_ÉNONCÉ A_
Traduisez en anglais cette phrase de l'article sur l'arrivée de Mbappé au PSG : « Son transfert ancre le club sur son territoire géographique. »

_EXTRAIT CHOISI_

══════════

Mbappé au PSG : un storytelling millimétré

Kilian Mbappé / © Franck Fife / AFP

L'effervescence était à son comble en fin de matinée au Parc des Princes. Le petit prodige du ballon rond, Kylan Mbappé, tout droit venu du banc monégasque, assurait avec une aisance incroyable pour ses 18 ans, sa première conférence de présentation officielle au PSG. Après la super star mondiale Neymar, l'arrivée du bondynois conforte l'ancrage local du PSG. Une stratégie simple, mais efficace pour un club des plus ambitieux.

Car ne l'oublions pas, le PSG est d'abord et avant tout entreprise qui veille à faire fructifier son image sous l'égide du médiatique Nasser Al-Khelaïfi. Comme toutes marques, elle doit définir une vision, des ambitions, un projet -comme le rappelle le nouvel attaquant du PSG au cours de la conférence- mais aussi répondre à la question initiale, clé de voûte de toute définition stratégique préalable : en quoi le Club est-il unique ? Avec la super star mondiale qu'est Neymar, le PSG développe délibéremment une assise mondiale et entend prospérer à l'international. Avec Mbappé, le PSG s'appuie sur l'enfant de Bondy qui choisit de jouer "à domicile". Son transfert ancre le club sur son territoire géographique. Les images associées aux deux joueurs durant leurs conférences de presse respectives ainsi que les événements périphériques associés sont, en ce sens, très représentatifs de la communication "janusienne" développée par le PSG. Street, tendance immeubles de banlieue pour Mbappé, symbolique et monumentale avec Tour Eiffel pour Neymar. Deux réalités de Paris -ou du Grand Paris- complémentaires pour deux messages et deux cibles différentes. Soit une dynamique local/international éminemment consubstantielle au football lui-même.

══════════

Enregistrements de pointage d'objets sur photos
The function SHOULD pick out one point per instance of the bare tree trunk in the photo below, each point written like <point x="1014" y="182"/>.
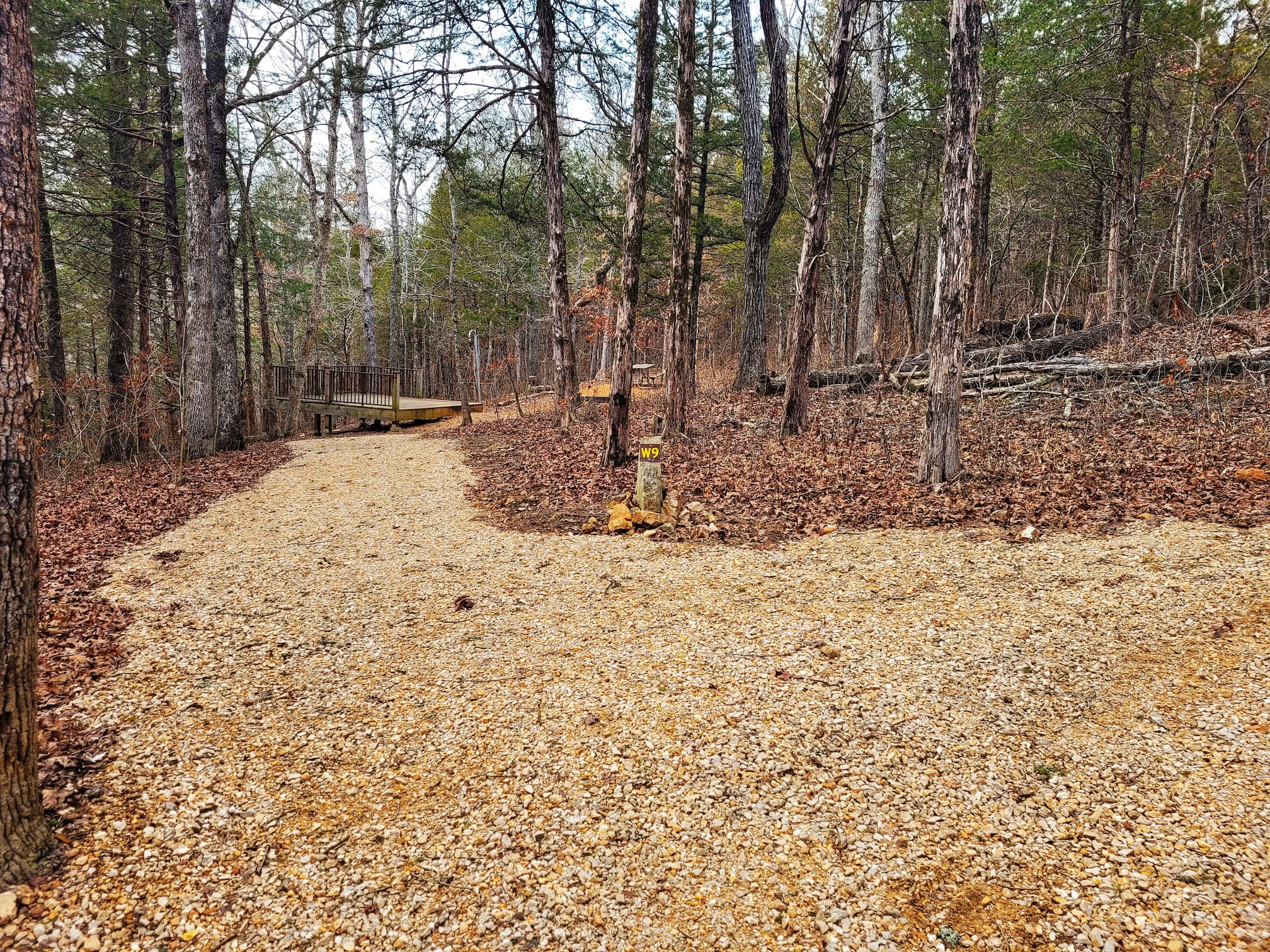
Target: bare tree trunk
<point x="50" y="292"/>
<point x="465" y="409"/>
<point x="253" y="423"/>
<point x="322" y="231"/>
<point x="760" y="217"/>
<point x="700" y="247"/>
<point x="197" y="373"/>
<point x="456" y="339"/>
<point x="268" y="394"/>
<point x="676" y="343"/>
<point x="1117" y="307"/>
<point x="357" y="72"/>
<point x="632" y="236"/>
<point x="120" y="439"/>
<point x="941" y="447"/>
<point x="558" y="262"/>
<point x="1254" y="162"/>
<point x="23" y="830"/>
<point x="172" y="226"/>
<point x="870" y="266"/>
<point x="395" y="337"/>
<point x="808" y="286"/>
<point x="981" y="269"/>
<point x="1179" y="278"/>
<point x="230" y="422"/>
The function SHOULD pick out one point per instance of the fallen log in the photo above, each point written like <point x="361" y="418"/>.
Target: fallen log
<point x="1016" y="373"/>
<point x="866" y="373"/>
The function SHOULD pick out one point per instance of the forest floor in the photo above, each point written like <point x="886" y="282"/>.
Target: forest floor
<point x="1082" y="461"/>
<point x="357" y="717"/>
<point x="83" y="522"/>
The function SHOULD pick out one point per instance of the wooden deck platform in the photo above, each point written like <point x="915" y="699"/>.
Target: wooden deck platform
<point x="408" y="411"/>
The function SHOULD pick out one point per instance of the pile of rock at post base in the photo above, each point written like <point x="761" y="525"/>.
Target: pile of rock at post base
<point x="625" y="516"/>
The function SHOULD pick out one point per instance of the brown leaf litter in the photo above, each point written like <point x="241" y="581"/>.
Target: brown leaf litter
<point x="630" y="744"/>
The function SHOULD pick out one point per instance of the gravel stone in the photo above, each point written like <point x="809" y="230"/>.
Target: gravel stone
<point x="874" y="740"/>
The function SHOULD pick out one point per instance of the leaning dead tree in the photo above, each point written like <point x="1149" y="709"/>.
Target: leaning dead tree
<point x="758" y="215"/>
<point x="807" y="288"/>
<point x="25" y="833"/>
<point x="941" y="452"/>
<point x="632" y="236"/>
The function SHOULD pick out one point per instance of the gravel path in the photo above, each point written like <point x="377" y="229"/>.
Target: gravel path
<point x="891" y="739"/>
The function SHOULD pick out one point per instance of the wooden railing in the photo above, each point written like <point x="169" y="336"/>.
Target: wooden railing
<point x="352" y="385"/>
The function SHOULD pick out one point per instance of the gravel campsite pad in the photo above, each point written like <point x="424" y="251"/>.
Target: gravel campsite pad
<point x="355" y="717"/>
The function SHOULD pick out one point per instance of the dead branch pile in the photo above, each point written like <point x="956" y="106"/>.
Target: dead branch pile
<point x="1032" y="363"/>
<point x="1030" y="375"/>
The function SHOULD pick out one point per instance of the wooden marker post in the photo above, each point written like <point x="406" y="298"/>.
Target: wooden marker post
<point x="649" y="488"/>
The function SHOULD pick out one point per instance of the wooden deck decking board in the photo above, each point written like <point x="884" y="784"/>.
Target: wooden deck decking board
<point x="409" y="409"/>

══════════

_ÉNONCÉ B_
Recopiez le passage des enregistrements allant de la ligne qui contient « the gravel campsite » jusqu'à la fin des enregistrements, ces deux bornes comprises, consignes incluses. Multipliez par 1,75 les coordonnées des points donnés en réponse et arrondissez-les à l'entier, les demis vers le haut.

_RÉSULTAT OBTENU A_
His transfer anchors the club in its geographic territory.

_RÉSULTAT OBTENU B_
The function SHOULD pick out one point per instance of the gravel campsite pad in the photo above, each point written like <point x="424" y="251"/>.
Target: gravel campsite pad
<point x="621" y="1255"/>
The function SHOULD pick out one point per instance of the dead branch pile in the photo above, each point written like <point x="956" y="106"/>.
Target: dead branch pile
<point x="1806" y="635"/>
<point x="1803" y="656"/>
The function SHOULD pick out one point per instance of the wooden marker post in the photo above, each point written like <point x="406" y="298"/>.
Target: wooden marker post
<point x="1136" y="854"/>
The function SHOULD pick out one point per instance of the wooden deck decking board in the photo above, each point written like <point x="884" y="784"/>.
Target: wooden deck decking board
<point x="716" y="716"/>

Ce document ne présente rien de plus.